■ Exercise objective
Reproduce the entries in full, with no changes.

■ The records
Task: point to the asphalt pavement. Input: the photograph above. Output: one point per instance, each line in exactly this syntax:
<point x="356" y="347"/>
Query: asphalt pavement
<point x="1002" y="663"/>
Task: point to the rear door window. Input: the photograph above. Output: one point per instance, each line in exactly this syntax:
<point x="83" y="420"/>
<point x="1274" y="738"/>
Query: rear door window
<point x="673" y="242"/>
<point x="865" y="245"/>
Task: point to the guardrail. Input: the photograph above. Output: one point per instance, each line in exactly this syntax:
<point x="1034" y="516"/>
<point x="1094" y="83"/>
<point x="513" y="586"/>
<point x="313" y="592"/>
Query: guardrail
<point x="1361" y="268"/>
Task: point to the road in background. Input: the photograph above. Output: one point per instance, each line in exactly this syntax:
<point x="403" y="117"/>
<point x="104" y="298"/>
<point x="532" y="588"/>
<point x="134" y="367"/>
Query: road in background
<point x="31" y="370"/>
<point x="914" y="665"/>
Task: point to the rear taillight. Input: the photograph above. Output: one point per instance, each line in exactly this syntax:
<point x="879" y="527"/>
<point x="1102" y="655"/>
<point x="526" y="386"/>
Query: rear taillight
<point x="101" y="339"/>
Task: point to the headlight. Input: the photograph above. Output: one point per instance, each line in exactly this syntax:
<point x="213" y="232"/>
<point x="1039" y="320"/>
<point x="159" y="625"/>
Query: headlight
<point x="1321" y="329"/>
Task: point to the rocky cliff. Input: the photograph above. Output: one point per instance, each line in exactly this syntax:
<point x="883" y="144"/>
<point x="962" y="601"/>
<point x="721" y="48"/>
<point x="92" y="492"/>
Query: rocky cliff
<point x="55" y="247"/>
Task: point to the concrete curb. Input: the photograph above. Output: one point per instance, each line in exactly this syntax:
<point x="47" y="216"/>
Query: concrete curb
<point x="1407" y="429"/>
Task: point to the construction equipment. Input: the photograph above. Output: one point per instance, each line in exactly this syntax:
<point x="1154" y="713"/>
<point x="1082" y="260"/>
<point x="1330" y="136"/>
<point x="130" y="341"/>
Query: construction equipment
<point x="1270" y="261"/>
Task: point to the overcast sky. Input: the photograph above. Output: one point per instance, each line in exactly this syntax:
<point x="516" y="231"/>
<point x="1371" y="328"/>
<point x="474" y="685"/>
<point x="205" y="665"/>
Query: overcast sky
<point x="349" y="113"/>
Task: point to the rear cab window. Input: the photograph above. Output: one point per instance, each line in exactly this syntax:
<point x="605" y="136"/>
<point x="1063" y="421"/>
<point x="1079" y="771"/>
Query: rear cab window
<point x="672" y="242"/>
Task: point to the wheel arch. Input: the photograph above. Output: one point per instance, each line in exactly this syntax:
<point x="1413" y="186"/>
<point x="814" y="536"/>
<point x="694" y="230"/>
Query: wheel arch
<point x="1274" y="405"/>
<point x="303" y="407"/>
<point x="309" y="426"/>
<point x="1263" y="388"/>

■ Output
Task: point to the asphalt pavement. Input: the photograph above. Output: one point per instance, each line in exactly this syntax:
<point x="356" y="347"/>
Query: asphalt pavement
<point x="1002" y="663"/>
Task: point to the rear door window. Input: the photograph above. Output: one point per instance, each line in exactly this syntax:
<point x="83" y="420"/>
<point x="1274" y="738"/>
Query: rear door window
<point x="673" y="242"/>
<point x="865" y="245"/>
Task: point to the guardrail. Input: the photograph above. Output: one point per instance, each line in exactly this syntax:
<point x="1034" y="516"/>
<point x="1094" y="83"/>
<point x="513" y="586"/>
<point x="313" y="592"/>
Query: guardrail
<point x="1361" y="268"/>
Task: point to the road in background. Input: the photograph above. Output: one point per instance, each line in exactly this syntax:
<point x="403" y="117"/>
<point x="104" y="298"/>
<point x="532" y="588"/>
<point x="134" y="367"/>
Query: road in background
<point x="31" y="370"/>
<point x="914" y="665"/>
Task: point to the rear taillight. Input: the photograph above. Output: one point per instance, each line in exactly this syntax:
<point x="879" y="527"/>
<point x="1102" y="655"/>
<point x="526" y="386"/>
Query: rear taillight
<point x="101" y="339"/>
Task: point to the headlight. Input: the photograph above. Output: one point per instance, each line in exactly this syntax:
<point x="213" y="232"/>
<point x="1039" y="320"/>
<point x="159" y="625"/>
Query: headlight
<point x="1321" y="329"/>
Task: point to the rocky cliff. Input: the photograph above. Output: one point per instance, each line in exactly this syntax:
<point x="883" y="144"/>
<point x="962" y="601"/>
<point x="721" y="48"/>
<point x="92" y="492"/>
Query: rocky cliff
<point x="55" y="247"/>
Task: point to the concrete curb. Input: the photograph above. Output: one point per instance, each line in exactly this syntax:
<point x="47" y="216"/>
Query: concrete curb
<point x="1407" y="429"/>
Task: point to the construction equipment. Input: the photograph above. Output: one point per instance, each line in exactly this syntax:
<point x="1154" y="713"/>
<point x="1082" y="260"/>
<point x="1330" y="136"/>
<point x="130" y="341"/>
Query: construction equipment
<point x="1270" y="261"/>
Task: point to the overcast sky. Input: the photograph above. Output: one point per instance, each line in exactly this syntax:
<point x="516" y="231"/>
<point x="1371" y="328"/>
<point x="474" y="685"/>
<point x="205" y="665"/>
Query: overcast sky
<point x="349" y="113"/>
Task: point to the rear cab window. Input: the photograph above. Output: one point per instance, each line in exactly this syntax:
<point x="605" y="136"/>
<point x="1063" y="421"/>
<point x="1079" y="771"/>
Query: rear cab window
<point x="672" y="242"/>
Task: point to the wheel arch. Input: the photograph above. Output: one point per instance, each line in exactly this syntax:
<point x="1413" y="186"/>
<point x="814" y="536"/>
<point x="694" y="230"/>
Query: wheel arch
<point x="1274" y="405"/>
<point x="303" y="407"/>
<point x="309" y="426"/>
<point x="1263" y="388"/>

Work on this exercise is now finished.